* _WHAT THE TASK REQUIRES_
Return the material exactly as supplied, apart from the pictures, which are omitted.

────────

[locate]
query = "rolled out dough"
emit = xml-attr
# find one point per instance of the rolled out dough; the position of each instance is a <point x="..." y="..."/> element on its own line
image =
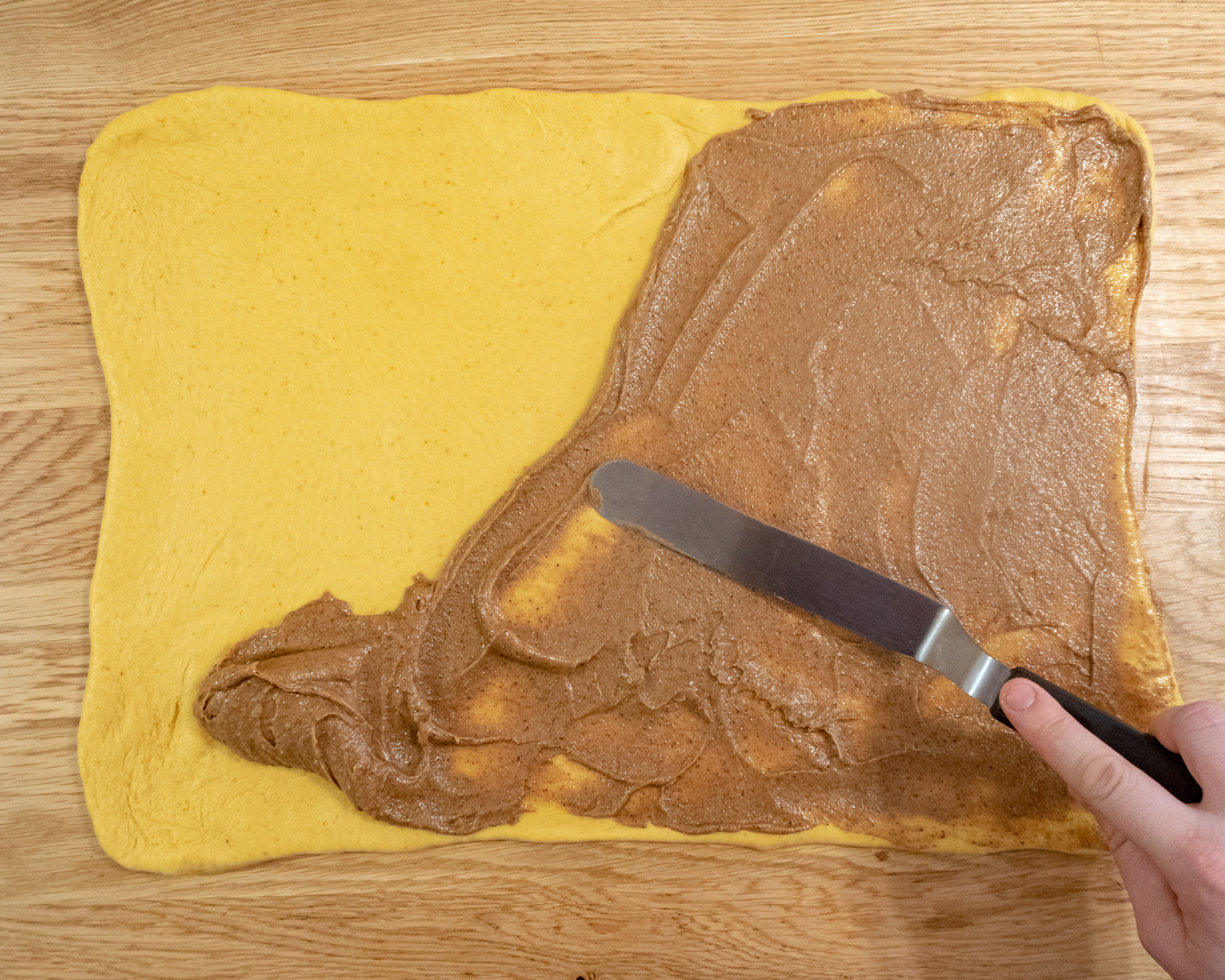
<point x="333" y="333"/>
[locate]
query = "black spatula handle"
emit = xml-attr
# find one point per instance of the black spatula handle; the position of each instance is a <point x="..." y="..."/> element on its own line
<point x="1143" y="751"/>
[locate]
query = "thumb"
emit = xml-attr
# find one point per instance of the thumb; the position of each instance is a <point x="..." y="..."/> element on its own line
<point x="1110" y="786"/>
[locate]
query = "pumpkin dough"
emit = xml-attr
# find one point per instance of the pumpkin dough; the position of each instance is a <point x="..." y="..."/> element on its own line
<point x="321" y="323"/>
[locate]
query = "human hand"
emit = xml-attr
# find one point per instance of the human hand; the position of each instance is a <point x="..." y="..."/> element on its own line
<point x="1170" y="855"/>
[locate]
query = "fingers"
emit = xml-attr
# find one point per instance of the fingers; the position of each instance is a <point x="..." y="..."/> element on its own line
<point x="1158" y="916"/>
<point x="1197" y="733"/>
<point x="1110" y="786"/>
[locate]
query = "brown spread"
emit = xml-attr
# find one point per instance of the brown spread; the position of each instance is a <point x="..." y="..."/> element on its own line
<point x="901" y="328"/>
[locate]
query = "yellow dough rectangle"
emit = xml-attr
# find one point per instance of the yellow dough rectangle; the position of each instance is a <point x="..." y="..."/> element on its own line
<point x="333" y="333"/>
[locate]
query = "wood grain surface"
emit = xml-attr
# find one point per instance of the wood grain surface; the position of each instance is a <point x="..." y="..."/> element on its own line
<point x="593" y="911"/>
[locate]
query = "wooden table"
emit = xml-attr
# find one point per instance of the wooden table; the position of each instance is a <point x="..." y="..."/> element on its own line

────────

* _EXPECTED ANSWER_
[locate]
query = "rolled out dough"
emit = xml-attr
# find one point per instance of the rolled out dough; the position of each instance is a <point x="..." y="..."/> element on its own line
image =
<point x="333" y="333"/>
[locate]
query = "black spatula handle"
emit = xml-attr
# find one point per instance of the black spatula handle; the position of each instance is a <point x="..." y="..."/> element on its own line
<point x="1143" y="751"/>
[locate]
query = "thumb"
emit = xml-attr
# find one point per instance of the thumb; the position of each instance is a <point x="..." y="..."/> element on its own line
<point x="1110" y="786"/>
[locate]
query = "pumpkin dough"
emit = xml-attr
# find one point per instance of the pumpkin dough; the position of each instance is a <point x="..." y="..."/> element on its own line
<point x="321" y="323"/>
[locate]
query = "human hand"
emit = xml-attr
# find one point per instance of the human hand; the position of each instance is a <point x="..." y="..."/> element on its own line
<point x="1170" y="855"/>
[locate]
query = "fingers"
emit = xml-attr
# find one point per instance of the fingers; the position of each instance is a <point x="..." y="..."/> element on its own line
<point x="1158" y="916"/>
<point x="1197" y="733"/>
<point x="1110" y="786"/>
[locate]
query = "brown spread"
emit = xml-attr
# find one point per instance of the brown spread; the position of each instance is a <point x="..." y="..."/> element on its own line
<point x="901" y="328"/>
[locate]
query = "yellow dough rectangle"
emit = xml-attr
# find one point per instance of the yellow dough rectangle; the position of each instance is a <point x="..." y="..."/> element on its own line
<point x="333" y="333"/>
[locate]
query = "wood grain surface"
emit = xml-attr
# find one point per instance of the wood grain surface; the position of each instance is a <point x="..." y="..."/> element on its own line
<point x="593" y="911"/>
[locate]
query = "wooden table"
emit = xml-attr
# find one point per instance of the wooden table; the position of each instance is a <point x="..." y="..."/> element on its own line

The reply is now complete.